(TO DO): Transcribe the blog post's wording from "The following arrived" up to and including "years ago now.".

The Holder of this blog uses no cookies and collects no data whatsoever. He is only a guest on the Blogger platform. He has made no agreements concerning third party data collection and is not provided the opportunity to know the data collection policies of any of the standard blogging applications associated with the host platform. For information regarding the data collection policies of Facebook applications used on this blog contact Facebook. For information about the practices regarding data collection on the part of the owner of the Blogger platform contact Google Blogger.

Monday, May 23, 2005

More from the Mailbag: David Eisenman and Terry Walton.

David Eisenman, Director of The Fred S. Bailey Scholarship Fund, and somehow member of The Finial Press, saw VGS's Guy Davenport's Memorial Service Was Held This Morning and posted a comment part of which I import to the "From the Mailbag" feature:

Mr. Purdy-- The memorial service came off beautifully. Perfect weather -- 70 degrees and a breeze. For 90 minutes, people famous and obscure spoke of Guy's erudition (a word once or twice pronounced correctly) but primarily of Guy's kindnesses. His prodigious letter writing, to hundreds of correspondents, was alluded to often. Highlights for this attendee were (1) Paul Prather's piece from the Lexington paper, written at the time of Davenport's death, read in his absence (a death in his family kept him away) by Bonnie Jean Cox. It's a beautiful piece centering on how Guy saw promise in the young Prather, and gave him the sort of encouragement that lasts a lifetime; and (2) Nikky Finney's eloquent poem about preparing to live in Guy's house, a case of a poet feeling the presence of her poet predecessor in these digs. It was perfect; look for it to be published somewhere.

Kenneth Haynes, presently of Brown University, also attended the service and read Greek and Latin passages from the classics. The Fessor was highly complimentary of Haynes's classical scholarship. Following his compliments, he would sometimes add, with a tone indicating the profoundest irony, that Haynes was a Baptist!

The Fessor was not at all pleased with the cuts to the story "Wo es War, Soll ich Werden" that he had been called upon to provide for The Death of Picasso : New & Selected Writing (Shoemaker & Hoard, 2003). The Finial Press, manned by aficionados Eisenman and A. Doyle Moore, offered to do a handmade limited edition of the original version of the story. The book was finished shortly before his death. Copies may still be available.

The following arrived in one of my e-mail boxes from another friend of some eight or nine years, Terry Walton. We have shared crying towels after each of the previous two presidential elections. Actually, we spent election night of 2000 simultaneously surfing the channels of two televisions and following the Internet coverage at Terry and Kathy's house. Terry and his wife Kathy moved up to Gainsville, Florida, several years ago now.

Terry has a dedicated mailing list which he keeps informed and entertained -- most recently, as follows:

We certainly learned a lesson from 9/11 -- right?

The following was excerpted from the Washington Post blog:

That's an image that isn't easy to forget: As official Washington bugged out Wednesday in the face of a possible terrorist attack, President Bush was on a bike ride and wasn't told a thing. See yesterday's column for background. John Roberts reports on the CBS Evening News: "The fact no one informed him that the first lady had been whisked to a bunker, the vice president moved and the government's emergency plan launched, would seem extraordinary. The White House insists the president didn't need to know."

(DATA SHOWN):
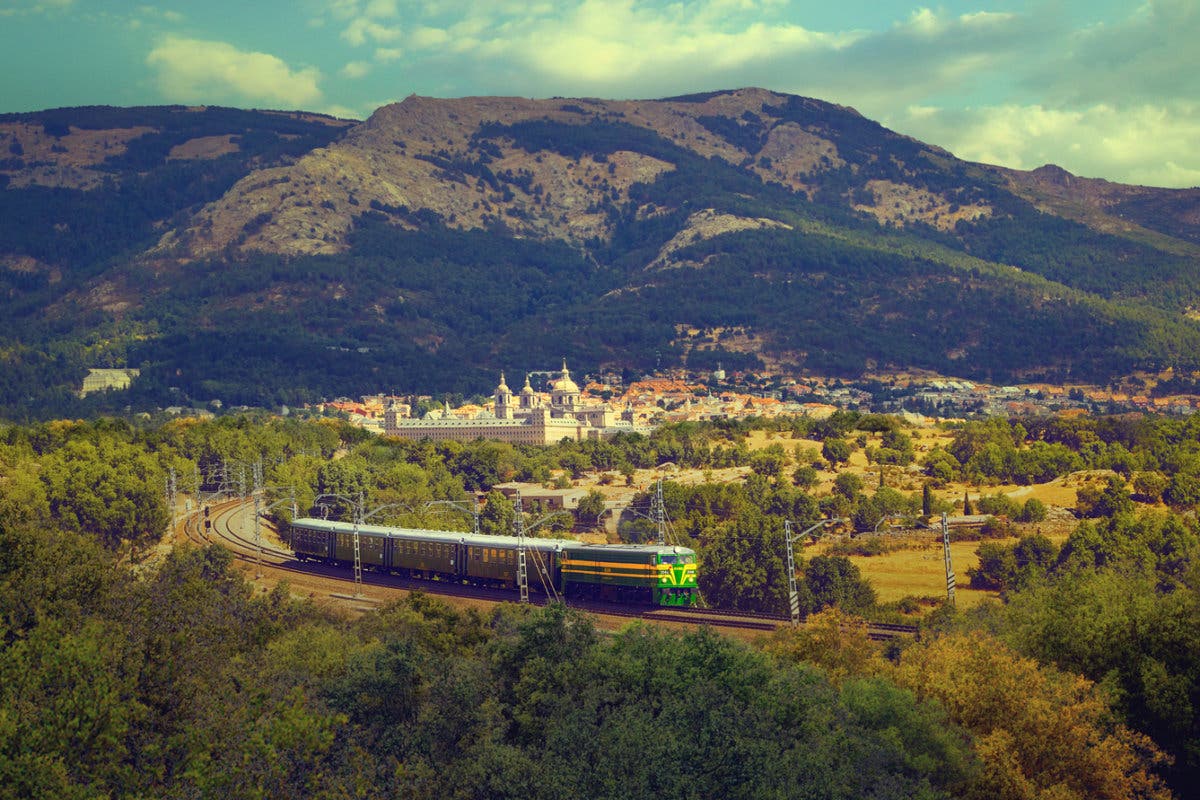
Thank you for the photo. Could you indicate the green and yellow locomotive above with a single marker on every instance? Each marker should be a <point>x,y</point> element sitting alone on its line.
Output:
<point>627,573</point>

(SOLUTION FOR THIS PROBLEM):
The following arrived in one of my e-mail boxes from another friend of some eight or nine years, Terry Walton. We have shared crying towels after each of the previous two presidential elections. Actually, we spent election night of 2000 simultaneously surfing the channels of two televisions and following the Internet coverage at Terry and Kathy's house. Terry and his wife Kathy moved up to Gainsville, Florida, several years ago now.